_WORK TO BE COMPLETED_
Copy every entry below word for word, in the same order.

_RECORDS FOR PROCESSING_
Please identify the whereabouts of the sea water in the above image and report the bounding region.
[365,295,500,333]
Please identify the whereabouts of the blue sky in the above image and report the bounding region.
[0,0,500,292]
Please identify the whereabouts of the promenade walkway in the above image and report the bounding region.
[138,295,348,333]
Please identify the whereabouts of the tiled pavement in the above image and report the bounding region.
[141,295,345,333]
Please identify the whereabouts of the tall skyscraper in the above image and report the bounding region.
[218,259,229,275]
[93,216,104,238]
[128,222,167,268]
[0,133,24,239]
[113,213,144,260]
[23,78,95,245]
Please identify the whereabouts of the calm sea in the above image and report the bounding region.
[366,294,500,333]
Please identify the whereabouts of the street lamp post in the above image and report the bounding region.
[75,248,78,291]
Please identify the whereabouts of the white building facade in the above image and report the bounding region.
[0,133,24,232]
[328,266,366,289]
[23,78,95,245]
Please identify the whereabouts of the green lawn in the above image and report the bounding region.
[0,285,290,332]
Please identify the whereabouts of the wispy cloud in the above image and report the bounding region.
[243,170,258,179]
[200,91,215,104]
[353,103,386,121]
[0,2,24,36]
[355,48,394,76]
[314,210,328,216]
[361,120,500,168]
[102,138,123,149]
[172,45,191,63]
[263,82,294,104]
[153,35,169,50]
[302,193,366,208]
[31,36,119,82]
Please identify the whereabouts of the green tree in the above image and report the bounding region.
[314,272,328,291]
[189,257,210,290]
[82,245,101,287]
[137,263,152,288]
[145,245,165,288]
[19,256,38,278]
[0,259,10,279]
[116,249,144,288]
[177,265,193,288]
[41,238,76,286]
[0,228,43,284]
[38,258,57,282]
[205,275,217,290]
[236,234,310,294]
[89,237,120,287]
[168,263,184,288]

_COMPLETED EXERCISE_
Please identify the whereabouts of the sea water in the above image and report the bounding region.
[365,295,500,333]
Please identify the whereabouts of the blue sky in the above image and report the bounding region.
[0,0,500,292]
Please identify the whereabouts of the promenade walkway in the above image and report the bounding region.
[138,295,348,333]
Please identify the whereabouts of the tiled pavement in the above image and report the bounding region.
[141,295,345,333]
Please identify the whereabouts of the tall skyscraper in the above image and report the bounding region.
[218,259,229,275]
[93,216,104,238]
[128,222,167,268]
[0,133,24,239]
[113,213,144,260]
[23,78,95,245]
Please identify the whereabouts of the calm sea in the above image and report the bounding region.
[366,294,500,333]
Please identify the whereabouts of the street lamp post in the above image and report the bounding region.
[75,248,78,291]
Please identify the whereabouts of the white building facade in the above image and report the bounding region.
[0,133,24,232]
[328,266,366,289]
[23,78,95,245]
Please identify the whereabouts of the green lawn in the above image and report the bounding region.
[0,285,290,332]
Please identify the whereabouts of the wispy cloud in the above image and report the bounding region.
[243,170,258,179]
[200,91,215,104]
[353,103,386,121]
[0,2,24,36]
[355,48,394,76]
[314,210,328,216]
[361,120,500,168]
[102,138,123,149]
[172,45,191,63]
[263,82,294,104]
[153,35,169,50]
[302,193,366,208]
[31,36,119,82]
Please identify the whereabouts of the green tree in the above image and report the bounding region.
[314,272,328,291]
[189,257,210,290]
[82,245,101,287]
[137,263,152,288]
[145,245,165,288]
[19,256,38,278]
[0,259,10,279]
[116,249,144,288]
[177,265,193,288]
[41,238,76,286]
[0,228,43,284]
[38,258,57,282]
[205,275,217,290]
[236,234,310,294]
[89,237,120,287]
[168,263,184,288]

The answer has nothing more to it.